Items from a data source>
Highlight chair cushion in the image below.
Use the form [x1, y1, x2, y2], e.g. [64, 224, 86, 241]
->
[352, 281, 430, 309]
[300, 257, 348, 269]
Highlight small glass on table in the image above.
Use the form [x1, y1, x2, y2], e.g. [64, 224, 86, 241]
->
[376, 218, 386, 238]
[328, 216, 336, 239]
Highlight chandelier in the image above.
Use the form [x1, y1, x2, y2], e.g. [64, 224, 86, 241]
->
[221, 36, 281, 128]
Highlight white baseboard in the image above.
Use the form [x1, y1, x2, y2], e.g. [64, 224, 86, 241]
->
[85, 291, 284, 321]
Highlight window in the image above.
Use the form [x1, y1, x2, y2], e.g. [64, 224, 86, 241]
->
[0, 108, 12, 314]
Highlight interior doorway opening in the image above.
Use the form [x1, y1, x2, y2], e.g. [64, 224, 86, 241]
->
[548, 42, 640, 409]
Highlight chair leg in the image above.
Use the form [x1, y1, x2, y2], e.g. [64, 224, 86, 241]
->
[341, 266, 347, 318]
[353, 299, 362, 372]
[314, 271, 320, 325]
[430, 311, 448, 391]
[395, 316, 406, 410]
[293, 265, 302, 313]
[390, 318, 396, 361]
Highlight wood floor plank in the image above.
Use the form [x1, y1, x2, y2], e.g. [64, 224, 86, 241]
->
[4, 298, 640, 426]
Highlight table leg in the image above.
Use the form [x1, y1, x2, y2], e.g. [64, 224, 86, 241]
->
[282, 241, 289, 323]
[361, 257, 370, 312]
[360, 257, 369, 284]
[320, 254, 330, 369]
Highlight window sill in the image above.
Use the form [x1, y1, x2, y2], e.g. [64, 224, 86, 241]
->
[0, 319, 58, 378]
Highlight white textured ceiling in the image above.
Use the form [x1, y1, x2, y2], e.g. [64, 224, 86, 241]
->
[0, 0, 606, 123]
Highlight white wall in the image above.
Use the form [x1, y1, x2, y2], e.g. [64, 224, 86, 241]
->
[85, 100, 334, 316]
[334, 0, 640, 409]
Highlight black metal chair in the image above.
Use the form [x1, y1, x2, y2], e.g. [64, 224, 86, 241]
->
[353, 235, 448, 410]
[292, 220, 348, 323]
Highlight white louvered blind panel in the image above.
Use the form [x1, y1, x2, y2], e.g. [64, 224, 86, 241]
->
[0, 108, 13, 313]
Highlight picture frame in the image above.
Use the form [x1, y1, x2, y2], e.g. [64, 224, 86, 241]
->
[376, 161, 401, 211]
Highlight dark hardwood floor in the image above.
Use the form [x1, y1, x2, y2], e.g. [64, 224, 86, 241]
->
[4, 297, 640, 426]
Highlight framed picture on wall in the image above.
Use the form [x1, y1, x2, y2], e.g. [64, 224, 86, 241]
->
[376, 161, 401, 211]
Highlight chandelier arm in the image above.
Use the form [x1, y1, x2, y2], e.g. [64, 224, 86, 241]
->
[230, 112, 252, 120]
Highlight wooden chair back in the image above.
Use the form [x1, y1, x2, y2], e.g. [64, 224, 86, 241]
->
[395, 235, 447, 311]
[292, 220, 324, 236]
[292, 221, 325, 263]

WORK ORDER> If a line comes after the one containing "Highlight chandelier in the image above.", leave it out; set down every line of the data before it, and that line itself, exactly.

TASK OUTPUT>
Highlight chair cushion in the image below.
Use the form [x1, y1, x2, y2], e.g. [64, 224, 86, 241]
->
[352, 281, 430, 309]
[300, 257, 348, 269]
Highlight small glass on table in the image above.
Use the form [x1, y1, x2, y2], e.g. [64, 224, 86, 241]
->
[376, 218, 386, 238]
[328, 216, 336, 239]
Highlight chandelier in the image above.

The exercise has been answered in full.